::: Stored rows :::
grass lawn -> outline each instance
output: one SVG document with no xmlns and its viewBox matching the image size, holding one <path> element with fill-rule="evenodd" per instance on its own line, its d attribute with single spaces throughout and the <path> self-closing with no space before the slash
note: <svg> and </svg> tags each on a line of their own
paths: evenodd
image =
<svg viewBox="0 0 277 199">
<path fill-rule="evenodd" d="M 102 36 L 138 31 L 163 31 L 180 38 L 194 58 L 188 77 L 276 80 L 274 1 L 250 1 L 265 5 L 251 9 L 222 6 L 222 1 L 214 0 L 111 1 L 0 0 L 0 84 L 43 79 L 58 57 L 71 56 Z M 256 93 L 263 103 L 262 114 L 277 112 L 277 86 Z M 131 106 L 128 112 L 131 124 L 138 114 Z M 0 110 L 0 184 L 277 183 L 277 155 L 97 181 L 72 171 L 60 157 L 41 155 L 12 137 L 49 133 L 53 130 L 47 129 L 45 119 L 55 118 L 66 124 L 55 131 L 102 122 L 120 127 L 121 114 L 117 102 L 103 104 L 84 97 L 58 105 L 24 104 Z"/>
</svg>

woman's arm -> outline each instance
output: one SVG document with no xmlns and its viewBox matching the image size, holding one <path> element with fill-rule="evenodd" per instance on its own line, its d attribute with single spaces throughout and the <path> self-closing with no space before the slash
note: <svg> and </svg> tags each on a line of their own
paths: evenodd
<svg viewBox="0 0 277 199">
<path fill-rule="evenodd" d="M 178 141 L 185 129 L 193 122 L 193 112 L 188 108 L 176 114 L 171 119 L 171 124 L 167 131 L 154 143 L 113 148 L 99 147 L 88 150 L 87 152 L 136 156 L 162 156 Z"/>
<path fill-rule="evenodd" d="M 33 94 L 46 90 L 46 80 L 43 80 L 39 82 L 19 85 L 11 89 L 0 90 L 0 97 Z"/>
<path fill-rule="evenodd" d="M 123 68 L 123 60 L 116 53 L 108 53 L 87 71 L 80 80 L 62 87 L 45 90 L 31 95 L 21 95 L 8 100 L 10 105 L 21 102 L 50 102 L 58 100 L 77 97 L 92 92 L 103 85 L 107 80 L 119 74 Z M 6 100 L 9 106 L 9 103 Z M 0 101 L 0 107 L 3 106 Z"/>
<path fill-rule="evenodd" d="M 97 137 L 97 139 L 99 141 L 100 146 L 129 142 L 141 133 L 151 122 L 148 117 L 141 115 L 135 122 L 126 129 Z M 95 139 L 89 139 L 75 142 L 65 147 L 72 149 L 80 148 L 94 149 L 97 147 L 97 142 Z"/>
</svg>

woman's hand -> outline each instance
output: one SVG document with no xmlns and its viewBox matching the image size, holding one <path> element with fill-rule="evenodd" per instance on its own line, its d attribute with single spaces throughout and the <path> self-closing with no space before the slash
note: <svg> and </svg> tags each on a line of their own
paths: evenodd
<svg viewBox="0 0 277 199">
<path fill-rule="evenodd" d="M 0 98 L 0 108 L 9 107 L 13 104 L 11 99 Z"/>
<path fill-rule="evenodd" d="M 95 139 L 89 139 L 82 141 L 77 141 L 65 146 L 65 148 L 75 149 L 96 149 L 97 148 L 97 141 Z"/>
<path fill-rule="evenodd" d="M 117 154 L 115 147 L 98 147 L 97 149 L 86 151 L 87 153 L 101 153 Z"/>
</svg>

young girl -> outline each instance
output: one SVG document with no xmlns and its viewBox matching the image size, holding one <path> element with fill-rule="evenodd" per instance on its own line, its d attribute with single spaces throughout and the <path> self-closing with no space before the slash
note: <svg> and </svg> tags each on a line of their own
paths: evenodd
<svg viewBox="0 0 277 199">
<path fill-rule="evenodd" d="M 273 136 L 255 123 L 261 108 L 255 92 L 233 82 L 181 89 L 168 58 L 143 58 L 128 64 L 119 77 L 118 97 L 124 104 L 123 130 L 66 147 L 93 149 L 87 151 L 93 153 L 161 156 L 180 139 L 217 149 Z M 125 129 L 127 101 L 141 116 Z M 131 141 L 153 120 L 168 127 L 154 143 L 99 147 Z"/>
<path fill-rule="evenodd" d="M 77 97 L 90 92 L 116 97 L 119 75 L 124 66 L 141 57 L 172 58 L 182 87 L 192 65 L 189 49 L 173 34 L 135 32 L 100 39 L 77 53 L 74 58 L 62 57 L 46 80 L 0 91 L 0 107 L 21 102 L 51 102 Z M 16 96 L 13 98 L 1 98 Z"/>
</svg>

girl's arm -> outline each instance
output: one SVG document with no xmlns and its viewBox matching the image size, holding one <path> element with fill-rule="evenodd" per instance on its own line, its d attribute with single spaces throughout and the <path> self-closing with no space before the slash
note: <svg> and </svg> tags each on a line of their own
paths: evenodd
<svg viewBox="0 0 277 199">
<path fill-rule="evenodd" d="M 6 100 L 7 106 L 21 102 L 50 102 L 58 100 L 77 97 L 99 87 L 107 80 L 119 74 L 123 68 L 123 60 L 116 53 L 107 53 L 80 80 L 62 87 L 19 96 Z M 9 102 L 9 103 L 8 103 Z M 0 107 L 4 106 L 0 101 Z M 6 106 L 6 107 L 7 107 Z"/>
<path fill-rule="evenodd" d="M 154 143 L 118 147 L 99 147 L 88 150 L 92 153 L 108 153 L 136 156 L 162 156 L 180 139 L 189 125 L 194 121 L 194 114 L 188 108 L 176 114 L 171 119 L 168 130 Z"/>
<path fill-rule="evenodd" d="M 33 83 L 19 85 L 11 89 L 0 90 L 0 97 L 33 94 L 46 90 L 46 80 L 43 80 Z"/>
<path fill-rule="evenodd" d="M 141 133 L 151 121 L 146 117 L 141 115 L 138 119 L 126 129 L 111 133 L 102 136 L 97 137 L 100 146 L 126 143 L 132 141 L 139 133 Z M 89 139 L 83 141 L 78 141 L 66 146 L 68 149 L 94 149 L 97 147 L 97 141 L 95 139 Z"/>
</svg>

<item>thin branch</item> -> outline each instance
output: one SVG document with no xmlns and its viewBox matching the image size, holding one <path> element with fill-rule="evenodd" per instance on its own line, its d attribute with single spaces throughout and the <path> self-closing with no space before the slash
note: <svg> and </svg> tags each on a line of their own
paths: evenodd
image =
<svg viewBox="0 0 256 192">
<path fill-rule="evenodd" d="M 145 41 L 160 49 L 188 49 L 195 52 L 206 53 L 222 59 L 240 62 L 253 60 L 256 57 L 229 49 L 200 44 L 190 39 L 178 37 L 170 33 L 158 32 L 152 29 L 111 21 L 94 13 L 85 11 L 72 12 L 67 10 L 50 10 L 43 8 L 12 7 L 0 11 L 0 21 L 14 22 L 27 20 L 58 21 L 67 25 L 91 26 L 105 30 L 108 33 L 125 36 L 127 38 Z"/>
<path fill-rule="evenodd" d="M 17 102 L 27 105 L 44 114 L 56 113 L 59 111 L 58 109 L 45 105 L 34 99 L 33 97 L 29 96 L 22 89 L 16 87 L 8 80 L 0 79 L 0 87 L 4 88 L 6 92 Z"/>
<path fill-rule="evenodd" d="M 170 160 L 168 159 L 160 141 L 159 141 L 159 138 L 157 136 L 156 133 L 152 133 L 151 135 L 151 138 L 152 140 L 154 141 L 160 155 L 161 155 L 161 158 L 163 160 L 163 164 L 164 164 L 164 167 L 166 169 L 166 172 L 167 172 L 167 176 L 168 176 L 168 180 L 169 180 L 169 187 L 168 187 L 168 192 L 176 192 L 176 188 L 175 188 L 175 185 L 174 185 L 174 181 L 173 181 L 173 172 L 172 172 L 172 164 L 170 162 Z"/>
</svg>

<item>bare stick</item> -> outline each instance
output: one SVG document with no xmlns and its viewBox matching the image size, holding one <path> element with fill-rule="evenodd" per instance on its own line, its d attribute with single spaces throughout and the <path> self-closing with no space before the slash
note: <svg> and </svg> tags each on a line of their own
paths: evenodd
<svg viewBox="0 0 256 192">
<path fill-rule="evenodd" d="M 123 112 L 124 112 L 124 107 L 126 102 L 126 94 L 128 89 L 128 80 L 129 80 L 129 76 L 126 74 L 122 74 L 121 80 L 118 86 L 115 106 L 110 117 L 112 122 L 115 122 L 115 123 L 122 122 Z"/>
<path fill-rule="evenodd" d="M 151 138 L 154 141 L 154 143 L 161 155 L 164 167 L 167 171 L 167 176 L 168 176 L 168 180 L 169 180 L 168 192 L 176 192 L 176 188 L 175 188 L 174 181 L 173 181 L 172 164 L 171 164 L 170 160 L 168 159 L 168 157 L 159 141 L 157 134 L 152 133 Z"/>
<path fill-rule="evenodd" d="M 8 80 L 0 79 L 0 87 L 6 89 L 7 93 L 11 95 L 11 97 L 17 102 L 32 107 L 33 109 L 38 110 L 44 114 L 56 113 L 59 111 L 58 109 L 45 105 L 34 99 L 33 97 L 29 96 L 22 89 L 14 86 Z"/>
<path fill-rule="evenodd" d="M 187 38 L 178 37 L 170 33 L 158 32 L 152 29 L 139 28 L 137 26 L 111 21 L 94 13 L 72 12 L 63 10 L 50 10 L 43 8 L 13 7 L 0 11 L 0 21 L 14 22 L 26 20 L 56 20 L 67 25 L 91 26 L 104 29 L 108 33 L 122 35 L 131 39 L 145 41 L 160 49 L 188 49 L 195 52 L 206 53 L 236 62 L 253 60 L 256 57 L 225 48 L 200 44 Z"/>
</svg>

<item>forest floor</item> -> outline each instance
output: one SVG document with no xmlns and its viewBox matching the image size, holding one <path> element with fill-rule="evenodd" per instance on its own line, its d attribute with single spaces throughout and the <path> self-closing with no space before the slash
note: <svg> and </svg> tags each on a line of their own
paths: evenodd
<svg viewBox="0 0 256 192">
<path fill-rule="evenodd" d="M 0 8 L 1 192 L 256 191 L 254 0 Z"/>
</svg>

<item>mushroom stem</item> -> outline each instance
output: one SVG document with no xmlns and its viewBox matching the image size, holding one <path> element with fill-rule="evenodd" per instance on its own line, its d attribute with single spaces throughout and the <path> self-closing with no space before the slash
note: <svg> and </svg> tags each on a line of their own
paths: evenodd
:::
- **Goal**
Copy the lines of the entries above, unchanged, starting with the line that contains "<item>bare stick</item> ->" and continuing through the line that contains "97 L 17 102", with both of those lines included.

- **Answer to the exercise**
<item>bare stick</item> -> outline each instance
output: one SVG document with no xmlns and its viewBox matching the image size, holding one <path> element with fill-rule="evenodd" per instance on its own line, its d attribute with single spaces throughout and the <path> self-closing with no space before the slash
note: <svg> and </svg> tags each on a line of their own
paths: evenodd
<svg viewBox="0 0 256 192">
<path fill-rule="evenodd" d="M 123 112 L 124 112 L 124 107 L 126 102 L 126 94 L 128 89 L 128 80 L 129 80 L 129 76 L 126 74 L 122 74 L 121 80 L 118 86 L 115 106 L 110 117 L 112 122 L 115 122 L 115 123 L 122 122 Z"/>
<path fill-rule="evenodd" d="M 151 138 L 154 141 L 154 143 L 161 155 L 164 167 L 167 171 L 167 176 L 168 176 L 168 180 L 169 180 L 168 192 L 176 192 L 176 188 L 175 188 L 174 181 L 173 181 L 172 164 L 171 164 L 170 160 L 168 159 L 168 157 L 159 141 L 157 134 L 152 133 Z"/>
<path fill-rule="evenodd" d="M 8 80 L 0 79 L 0 87 L 6 89 L 7 93 L 11 95 L 11 97 L 17 102 L 32 107 L 33 109 L 38 110 L 44 114 L 56 113 L 59 111 L 58 109 L 45 105 L 34 99 L 33 97 L 29 96 L 22 89 L 14 86 Z"/>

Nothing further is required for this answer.